Courtesy of W.B.Yeats, I visualise two interpenetrating cones. One
representing the physical, rational, objective mode and the other the
non-physical, imaginal/symbolic, and subjective mode, each maximised
at their 'thick' ends. I distribute the various forms which astrology
takes across this scheme. So the oldest stuff such as the astral omens
and divination of the Mesopotamians would be at one end, while the
Moon pulling the tides, astronomy and perhaps astro-meteorology, for
example, would be at the other. Interestingly, as one moves towards
the extremes at either end of this scheme, the astrological forms are
non-horoscopic. Only in the central region does one find horoscopic
astrology.

Also, at the astral omen end of the spectrum, the temporal sensibility
involved is purely to do with simultaneity and the importance of the
moment. While up the other end, it's pure cycles (i.e. the involvement
of the temporal sensibility of recurrence).

My own feeling is that where the two cones are maximally penetrating
(at the centre) one gets the maximum amount of astrologically
generated information. So for me judicial astrology is the most
complex form. It draws on the physical solar system and its dynamics
for a degree of its rationale, but relies also on non-rational or
imaginal functioning in order to generate the insights. The role of
the simultaneity temporal sensibility in this mid-range surfaces as
the importance attached to the moment of birth or beginnings. The
recurrence temporal sensibility manifests in relation to transits and
all the other means of 'directing' the horoscope.

Naturally, such a scheme indicates what I think is the scope of
astrology. It is this full spectrum which I am trying to make sense of
to my own satisfaction. Of course, the use of symbols is a key aspect
of imaginal functioning, so I would see them as central to the
practice of astrology, and especially the 'bandwidth' which contains
judicial astrology down to the overt divination end of the spectrum.

Others may simplify the definition of astrology in ways that exclude
various forms - lots of astrologers can't handle the concept of horary
for example - but I find this a bit disingenuous. I prefer to accept
that the forms which astrology takes are the forms it takes, and that
these must have some sort of functional value at least, otherwise they
would go extinct. Functional value doesn't imply objective scientific
reality, but I can make a lot of room for functional value, even if it
is in some way contrary to scientifically proven fact. For example,
the use of the geocentric perspective if one happens to live on Earth
(a point not lost on the designers of planetariums across the world,
not to mention fishermen), though maybe that's a weak example.

What to work on: In the text on the forms of astrology, why does the writer consider judicial astrology the most complex form? Answer in one to three sentences.

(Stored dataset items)
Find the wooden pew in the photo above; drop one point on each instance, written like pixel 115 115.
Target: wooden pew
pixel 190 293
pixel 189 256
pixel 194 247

Exercise solution: The writer feels that the centre, where the two cones interpenetrate most, yields the greatest amount of astrologically generated information, and judicial astrology sits there. It draws on the physical solar system and its dynamics for part of its rationale but also relies on non-rational or imaginal functioning to generate its insights.